Pictures within the data are to be left out; everything else must be reproduced exactly.

---*---

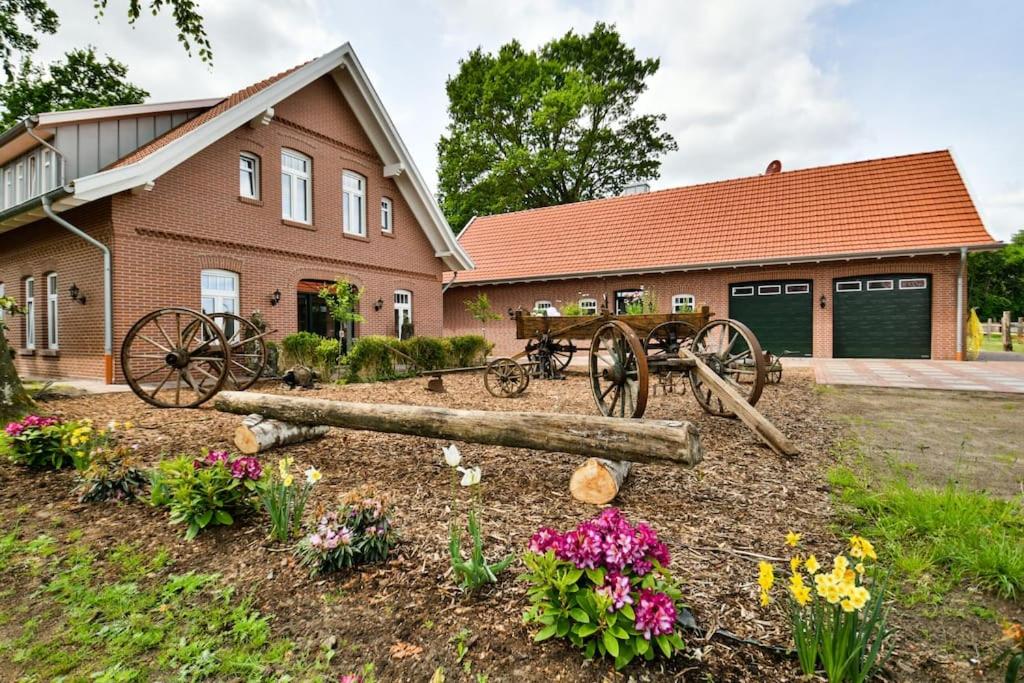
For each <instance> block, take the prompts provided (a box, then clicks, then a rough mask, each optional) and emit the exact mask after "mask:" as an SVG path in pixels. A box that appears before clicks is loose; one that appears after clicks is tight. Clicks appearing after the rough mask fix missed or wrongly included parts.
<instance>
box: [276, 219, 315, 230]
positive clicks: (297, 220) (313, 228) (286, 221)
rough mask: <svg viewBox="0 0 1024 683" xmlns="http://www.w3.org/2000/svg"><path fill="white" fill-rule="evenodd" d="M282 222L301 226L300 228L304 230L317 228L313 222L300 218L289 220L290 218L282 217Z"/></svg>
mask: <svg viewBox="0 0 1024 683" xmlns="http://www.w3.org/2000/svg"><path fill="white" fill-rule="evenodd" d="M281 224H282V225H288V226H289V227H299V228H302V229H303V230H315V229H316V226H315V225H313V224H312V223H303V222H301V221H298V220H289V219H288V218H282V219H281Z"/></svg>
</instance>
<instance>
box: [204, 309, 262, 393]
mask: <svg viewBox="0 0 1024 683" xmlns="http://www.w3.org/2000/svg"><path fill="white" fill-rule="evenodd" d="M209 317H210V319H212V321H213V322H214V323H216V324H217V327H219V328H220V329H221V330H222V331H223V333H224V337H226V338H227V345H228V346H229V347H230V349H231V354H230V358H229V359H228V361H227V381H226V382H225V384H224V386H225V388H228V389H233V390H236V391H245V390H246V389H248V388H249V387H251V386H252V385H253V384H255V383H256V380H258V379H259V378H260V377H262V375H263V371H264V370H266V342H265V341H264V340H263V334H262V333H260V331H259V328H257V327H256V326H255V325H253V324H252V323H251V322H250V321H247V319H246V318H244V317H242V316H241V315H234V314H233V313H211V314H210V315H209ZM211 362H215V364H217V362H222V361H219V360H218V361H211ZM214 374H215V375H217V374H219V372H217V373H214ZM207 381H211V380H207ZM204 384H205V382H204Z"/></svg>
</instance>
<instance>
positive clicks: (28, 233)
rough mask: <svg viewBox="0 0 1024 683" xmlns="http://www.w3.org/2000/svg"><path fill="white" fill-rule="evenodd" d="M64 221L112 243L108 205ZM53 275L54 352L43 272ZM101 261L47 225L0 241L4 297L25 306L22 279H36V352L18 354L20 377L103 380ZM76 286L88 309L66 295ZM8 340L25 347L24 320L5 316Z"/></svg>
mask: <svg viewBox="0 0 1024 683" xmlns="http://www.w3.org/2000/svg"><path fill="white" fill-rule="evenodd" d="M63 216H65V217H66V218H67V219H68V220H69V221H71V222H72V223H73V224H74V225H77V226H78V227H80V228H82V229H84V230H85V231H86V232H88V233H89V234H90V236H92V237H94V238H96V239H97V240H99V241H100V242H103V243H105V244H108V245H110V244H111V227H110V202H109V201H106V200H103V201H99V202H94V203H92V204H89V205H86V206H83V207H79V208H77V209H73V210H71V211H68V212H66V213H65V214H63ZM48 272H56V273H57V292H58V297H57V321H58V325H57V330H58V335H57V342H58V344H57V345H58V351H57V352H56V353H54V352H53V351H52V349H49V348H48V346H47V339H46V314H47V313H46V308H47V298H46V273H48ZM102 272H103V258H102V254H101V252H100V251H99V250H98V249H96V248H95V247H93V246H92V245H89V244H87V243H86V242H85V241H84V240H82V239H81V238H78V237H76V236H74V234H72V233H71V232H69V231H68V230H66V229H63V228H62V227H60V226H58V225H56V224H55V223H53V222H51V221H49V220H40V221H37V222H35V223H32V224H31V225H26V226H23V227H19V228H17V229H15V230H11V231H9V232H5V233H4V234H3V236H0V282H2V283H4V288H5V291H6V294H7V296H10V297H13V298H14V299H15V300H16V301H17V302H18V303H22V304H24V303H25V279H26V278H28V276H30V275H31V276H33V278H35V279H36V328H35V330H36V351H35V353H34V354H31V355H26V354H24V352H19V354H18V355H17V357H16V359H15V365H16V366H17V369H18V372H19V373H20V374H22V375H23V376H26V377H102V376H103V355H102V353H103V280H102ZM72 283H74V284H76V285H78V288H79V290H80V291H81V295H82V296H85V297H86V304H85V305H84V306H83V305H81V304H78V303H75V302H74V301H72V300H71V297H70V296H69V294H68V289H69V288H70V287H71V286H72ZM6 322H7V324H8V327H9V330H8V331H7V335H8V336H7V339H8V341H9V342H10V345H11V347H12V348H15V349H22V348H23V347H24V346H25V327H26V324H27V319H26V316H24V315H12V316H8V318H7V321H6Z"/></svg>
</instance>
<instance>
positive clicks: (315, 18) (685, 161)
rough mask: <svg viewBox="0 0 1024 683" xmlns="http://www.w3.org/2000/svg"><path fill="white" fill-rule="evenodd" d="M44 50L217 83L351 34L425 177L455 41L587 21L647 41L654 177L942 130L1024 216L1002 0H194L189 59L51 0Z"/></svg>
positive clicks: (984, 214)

---*---

• ANSWER SECTION:
For each <instance> block, take the prompts provided (a box, then clicks, then a rough mask, each optional) and emit the exact mask after "mask:" as an SVG path in pixels. A box that appears before clicks is loose; one that appears after clicks is tight. Clicks appearing after the rough mask fix missed or wrongly included parts.
<instance>
box: [276, 219, 315, 230]
positive clicks: (297, 220) (313, 228) (286, 221)
rough mask: <svg viewBox="0 0 1024 683" xmlns="http://www.w3.org/2000/svg"><path fill="white" fill-rule="evenodd" d="M282 222L301 226L300 228L304 230L317 228L313 222L300 218L289 220L290 218L282 217Z"/></svg>
mask: <svg viewBox="0 0 1024 683" xmlns="http://www.w3.org/2000/svg"><path fill="white" fill-rule="evenodd" d="M281 224H282V225H288V226H289V227H299V228H302V229H303V230H315V229H316V226H315V225H313V224H312V223H303V222H301V221H298V220H289V219H288V218H282V219H281Z"/></svg>
</instance>
<instance>
box: [204, 309, 262, 393]
mask: <svg viewBox="0 0 1024 683" xmlns="http://www.w3.org/2000/svg"><path fill="white" fill-rule="evenodd" d="M209 317H210V319H212V321H213V322H214V323H216V324H217V327H219V328H220V329H221V330H222V331H223V333H224V337H226V338H227V345H228V346H229V347H230V349H231V354H230V358H229V359H228V361H227V381H226V382H225V384H224V386H225V388H228V389H233V390H236V391H245V390H246V389H248V388H249V387H251V386H252V385H253V384H255V383H256V380H258V379H259V378H260V377H262V375H263V371H264V370H266V342H265V341H264V340H263V334H262V333H260V331H259V328H257V327H256V326H255V325H253V324H252V323H251V322H250V321H247V319H246V318H244V317H242V316H241V315H234V314H233V313H211V314H210V315H209ZM211 362H215V364H217V362H222V361H219V360H218V361H211ZM214 374H215V375H217V374H219V372H217V373H214ZM207 381H211V380H207ZM204 384H205V382H204Z"/></svg>
</instance>
<instance>
positive clicks: (28, 233)
rough mask: <svg viewBox="0 0 1024 683" xmlns="http://www.w3.org/2000/svg"><path fill="white" fill-rule="evenodd" d="M64 221L112 243L108 205ZM53 275L54 352L43 272ZM101 261L47 225L0 241L4 297L25 306L22 279H36V352L18 354L20 377L103 380ZM76 286L88 309L66 295ZM8 340L25 347L24 320L5 316Z"/></svg>
mask: <svg viewBox="0 0 1024 683" xmlns="http://www.w3.org/2000/svg"><path fill="white" fill-rule="evenodd" d="M63 216H65V217H66V218H67V219H68V220H69V221H71V222H72V223H73V224H74V225H77V226H78V227H80V228H82V229H84V230H85V231H86V232H88V233H89V234H90V236H92V237H94V238H96V239H97V240H99V241H100V242H103V243H105V244H108V245H110V244H111V227H110V202H109V201H106V200H103V201H99V202H94V203H92V204H89V205H86V206H83V207H79V208H77V209H73V210H71V211H68V212H66V213H65V214H63ZM48 272H56V273H57V292H58V297H57V321H58V325H57V330H58V335H57V342H58V344H57V345H58V351H57V352H56V353H54V352H53V351H52V349H49V348H48V346H47V339H46V314H47V313H46V308H47V298H46V273H48ZM102 272H103V258H102V254H101V252H100V251H99V250H98V249H96V248H95V247H93V246H92V245H89V244H87V243H86V242H85V241H84V240H82V239H81V238H78V237H76V236H74V234H72V233H71V232H69V231H68V230H66V229H63V228H62V227H60V226H58V225H56V224H55V223H53V222H51V221H49V220H40V221H37V222H35V223H32V224H31V225H26V226H23V227H19V228H17V229H15V230H11V231H9V232H5V233H4V234H3V236H0V282H2V283H4V288H5V291H6V294H7V296H10V297H13V298H14V299H15V300H16V301H17V302H18V303H22V304H24V303H25V279H26V278H28V276H30V275H31V276H33V278H35V279H36V328H35V330H36V351H35V353H34V354H31V355H26V354H24V352H19V354H18V355H17V357H16V359H15V365H16V366H17V369H18V372H19V373H20V374H22V375H23V376H26V377H102V376H103V355H102V353H103V280H102ZM72 283H74V284H76V285H78V288H79V290H80V291H81V295H82V296H85V297H86V304H85V305H84V306H83V305H81V304H78V303H75V302H74V301H72V300H71V297H70V296H69V294H68V289H69V288H70V287H71V286H72ZM6 322H7V324H8V327H9V330H8V331H7V335H8V336H7V339H8V341H9V342H10V345H11V347H12V348H15V349H22V348H23V347H24V346H25V327H26V324H27V319H26V316H24V315H12V316H8V318H7V321H6Z"/></svg>
</instance>
<instance>
positive clicks: (315, 18) (685, 161)
rough mask: <svg viewBox="0 0 1024 683" xmlns="http://www.w3.org/2000/svg"><path fill="white" fill-rule="evenodd" d="M44 50L217 83L351 34L425 177L455 41L587 21L647 41L654 177L942 130L1024 216L1002 0H194L189 59L51 0Z"/></svg>
positive clicks: (984, 214)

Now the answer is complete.